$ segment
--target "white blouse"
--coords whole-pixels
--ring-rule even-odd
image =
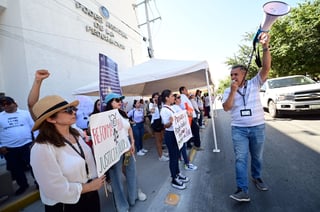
● ● ●
## Problem statement
Everything in the listing except the pictures must come back exactly as written.

## Task result
$ segment
--target "white blouse"
--coords whole-pixels
--ring-rule even-odd
image =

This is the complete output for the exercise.